VOS TÂCHES –
- A) D’après le commentaire sur 1 Rois 3, indiquez si chacune des affirmations suivantes est exacte, par oui ou par non, en citant mot pour mot les termes qui tranchent. (i) Salomon amena la fille du Pharaon dans la ville de David. (ii) Joseph épousa la fille d’un sacrificateur de Jérusalem. (iii) L’union de Salomon et celle de Joseph ont la même signification typique.
- B) Quel passage d’Ésaïe le commentaire sur 1 Rois 3 cite-t-il à propos de Christ ?
- C) Poursuivez le commentaire sur 1 Rois 3 en reprenant après sa dernière phrase.

1 Rois

Chapitre 3

V. 1-3 — La fille du Pharaon

«Et Salomon s’allia par mariage avec le Pharaon, roi d’Égypte, et prit pour femme la fille du Pharaon; et il l’amena dans la ville de David, jusqu’à ce qu’il eût achevé de bâtir sa maison, et la maison de l’Éternel, et la muraille de Jérusalem, tout à l’entour» (v. 1).

La mention de l’affermissement du royaume dans la main de Salomon (2:12), est suivie, au chap. 2, du jugement qui purifie le royaume de tout ce qui s’était élevé contre David. Le renouvellement de cette même mention (2:46) est suivi, au chap. 3, de l’alliance, par mariage, avec le roi d’Égypte. Salomon introduit dans son alliance la nation même qui avait autrefois asservi son peuple, union des plus intimes, car il prend son épouse en Égypte.

Cette union rappelle celle de Joseph avec une Égyptienne, fille du sacrificateur d’On, mais leur signification typique diffère. Joseph, rejeté de ses frères, avant de s’être fait reconnaître à eux, trouve en Égypte, parmi les nations, une épouse et des fils, selon ce qui est dit de Christ, en Ésaïe 49:5, 6: «Quoique Israël ne soit pas rassemblé... je te donnerai aussi pour être une lumière des nations, pour être mon salut jusqu’au bout de la terre». Le mariage de Joseph serait plutôt le type des relations du Christ rejeté avec l’Église, et de la postérité qu’il s’est acquise hors du pays de la promesse, avant de reprendre ses relations avec son peuple.

DONNÉES FOURNIES –
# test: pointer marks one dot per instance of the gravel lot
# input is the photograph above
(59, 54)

RÉPONSES PAR TÂCHE –
- A)
(i) Oui : «il l’amena dans la ville de David».
(ii) Non : «fille du sacrificateur d’On».
(iii) Non : «mais leur signification typique diffère».

- B) Ésaïe 49:5, 6.

- C)
Celui de Salomon avec la fille du Pharaon, contracté en d’autres circonstances, n’a pas la même signification. Le royaume est affermi en la main du roi; le temps de la réjection de l’Oint de l’Éternel dans la personne de David est passé; Salomon est établi comme roi de justice (il vient de le prouver par le jugement) sur Israël, son peuple. Alors, et seulement alors, il établit une alliance avec le Pharaon, et prend sa fille pour femme, selon ce qui est dit en És. 19:21-25: «Et l’Éternel se fera connaître des Égyptiens, et les Égyptiens connaîtront l’Éternel en ce jour-là; et ils serviront avec un sacrifice et une offrande, et ils voueront un vœu à l’Éternel et l’accompliront... En ce jour-là, Israël sera le troisième, avec l’Égypte et avec l’Assyrie, une bénédiction au milieu de la terre; car l’Éternel des armées le bénira, disant: Béni soit l’Égypte, mon peuple, et l’Assyrie, l’ouvrage de mes mains, et Israël, mon héritage».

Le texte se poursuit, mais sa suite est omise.